**GIVEN INSTRUCTION 1:** Extract the stretch of the lunch account below from "I like sauvignon" through "blancs. I smiled.", copying it word for word.

Lunch was planned with friends. Fay was booking the restaurant. "Find a BYO and I'll bring the wine, " I said.

I remembered my offer at the last minute and thought, "now what can I take that everyone will like". These were not 'vino' buddies after all. I knew that Carol was an ABC'er as she had once expressed a dislike for oaky chardonnay. She once said she liked sauvignon blanc. But would the others? I hoped so for this was, after all, the varietal that made me fall in love with wine all those years ago.

As I rummaged through the sauvignon blanc box I came across the multiple gold and the multiple trophy winning Saint Clair Pioneer Block 6 Sauvignon Blanc 2006 from Marlborough. 'This will make for a good social experiment,' I thought. After all there's been so much bad publicity about wine shows lately as well as mutterings from some non-show competitors about certain producers who make wines only for the 'show circuit' - whatever that means. Do the non-show competitors who say this, think that if wines are made solely for shows to win awards they are not made for consumers? Well, Saint Clair is one of the country's most successful wine show award winners and as well as rating their wines highly in blind tastings, I love their wines to drink. So what would my friends think of this highly lauded show wine?

I like sauvignon blanc best when its lightly chilled but there was no time to put the Block 6 in the fridge, so I wrapped it a flexible partitioned ice pack and put the bottle within its icy cocoon into the wine cooler carry bag. I guess by the time I arrived at the restaurant (having gone to the wrong one first) it had been in the bag about an hour. But it was chilled to just the right temperature for the day.

The restaurant was busy, busy, busy. The waitperson gave us glasses on request and left us to pour our own wine. Lucky it had a screwcap.

As I poured the wine the aromas leapt out of the glass, as they do in the best sauv blancs. I smiled.

"Cheers," we said, with the ritual clink of glasses, then I raised my glass to my nose and inhaled the fragrance.

"Wow, this smells good," said Katie, saying exactly what I was thinking.

**GIVEN INSTRUCTION 2:** In the records, copy the stretch from the line containing "Exercise. For every instance of the adult" through the line containing "[(145, 12)]", both included, reproducing those lines precisely.

**SUPPLIED INFORMATION:**
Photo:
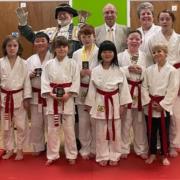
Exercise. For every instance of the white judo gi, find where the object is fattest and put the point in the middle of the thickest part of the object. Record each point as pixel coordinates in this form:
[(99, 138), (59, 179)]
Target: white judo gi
[(134, 117), (38, 109), (107, 91), (86, 123), (61, 72), (173, 58), (163, 82), (15, 87)]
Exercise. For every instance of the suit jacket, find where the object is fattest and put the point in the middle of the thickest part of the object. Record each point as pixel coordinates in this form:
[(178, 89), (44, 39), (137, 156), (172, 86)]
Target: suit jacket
[(120, 36)]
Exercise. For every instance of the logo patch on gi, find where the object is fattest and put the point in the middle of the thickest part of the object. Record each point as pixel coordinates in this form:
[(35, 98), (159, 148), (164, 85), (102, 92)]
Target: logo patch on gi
[(100, 108)]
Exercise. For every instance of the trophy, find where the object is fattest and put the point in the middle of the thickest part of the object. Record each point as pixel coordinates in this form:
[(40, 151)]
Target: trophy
[(134, 58), (85, 64), (82, 16), (59, 91), (38, 72)]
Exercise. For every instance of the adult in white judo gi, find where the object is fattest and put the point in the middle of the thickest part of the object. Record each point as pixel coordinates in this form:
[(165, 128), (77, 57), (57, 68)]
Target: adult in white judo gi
[(145, 12)]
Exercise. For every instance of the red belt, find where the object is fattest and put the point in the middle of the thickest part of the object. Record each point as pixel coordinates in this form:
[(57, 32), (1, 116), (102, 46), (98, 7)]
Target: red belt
[(177, 65), (9, 103), (84, 85), (133, 85), (55, 101), (157, 99), (107, 98), (40, 99)]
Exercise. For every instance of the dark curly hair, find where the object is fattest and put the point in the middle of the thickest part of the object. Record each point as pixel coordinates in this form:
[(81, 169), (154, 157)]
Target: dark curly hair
[(108, 46), (7, 40)]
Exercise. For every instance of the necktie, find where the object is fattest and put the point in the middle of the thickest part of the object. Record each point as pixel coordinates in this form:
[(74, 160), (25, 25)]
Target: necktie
[(110, 35)]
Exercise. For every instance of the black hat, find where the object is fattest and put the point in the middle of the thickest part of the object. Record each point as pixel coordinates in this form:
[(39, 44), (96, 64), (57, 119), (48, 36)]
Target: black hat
[(67, 8)]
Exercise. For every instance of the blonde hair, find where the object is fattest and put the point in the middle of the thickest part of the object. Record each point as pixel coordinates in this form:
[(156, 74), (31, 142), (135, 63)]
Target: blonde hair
[(160, 46), (110, 5)]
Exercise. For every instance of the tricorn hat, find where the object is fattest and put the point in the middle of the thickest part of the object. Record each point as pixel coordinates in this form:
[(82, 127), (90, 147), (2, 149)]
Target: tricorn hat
[(67, 8)]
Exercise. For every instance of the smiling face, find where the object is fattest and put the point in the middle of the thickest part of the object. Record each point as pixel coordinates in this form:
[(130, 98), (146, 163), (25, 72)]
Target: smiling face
[(64, 18), (107, 56), (146, 18), (159, 55), (110, 15), (87, 40), (165, 21), (41, 44), (12, 48), (134, 41), (61, 51)]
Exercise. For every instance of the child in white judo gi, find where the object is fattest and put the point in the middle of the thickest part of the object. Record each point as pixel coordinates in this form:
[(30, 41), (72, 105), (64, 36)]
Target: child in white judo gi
[(60, 82), (15, 94), (107, 96), (160, 88), (133, 63), (86, 57), (35, 65)]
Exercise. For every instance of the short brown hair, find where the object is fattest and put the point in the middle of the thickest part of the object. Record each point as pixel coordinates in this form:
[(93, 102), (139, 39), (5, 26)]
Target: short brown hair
[(60, 41), (145, 5), (86, 30), (7, 40)]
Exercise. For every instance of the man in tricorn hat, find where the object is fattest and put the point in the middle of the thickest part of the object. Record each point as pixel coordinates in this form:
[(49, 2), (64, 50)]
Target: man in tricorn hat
[(63, 14)]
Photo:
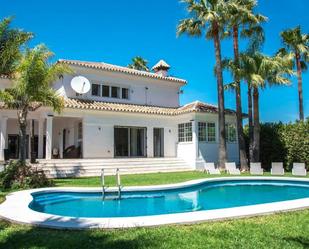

**EXERCISE SOLUTION 1:**
I like sauvignon blanc best when its lightly chilled but there was no time to put the Block 6 in the fridge, so I wrapped it a flexible partitioned ice pack and put the bottle within its icy cocoon into the wine cooler carry bag. I guess by the time I arrived at the restaurant (having gone to the wrong one first) it had been in the bag about an hour. But it was chilled to just the right temperature for the day.

The restaurant was busy, busy, busy. The waitperson gave us glasses on request and left us to pour our own wine. Lucky it had a screwcap.

As I poured the wine the aromas leapt out of the glass, as they do in the best sauv blancs. I smiled.

**EXERCISE SOLUTION 2:**
Exercise. For every instance of the adult in white judo gi, find where the object is fattest and put the point in the middle of the thickest part of the object. Record each point as pixel coordinates in this form:
[(165, 128), (77, 57), (57, 68)]
Target: adult in white judo gi
[(145, 12)]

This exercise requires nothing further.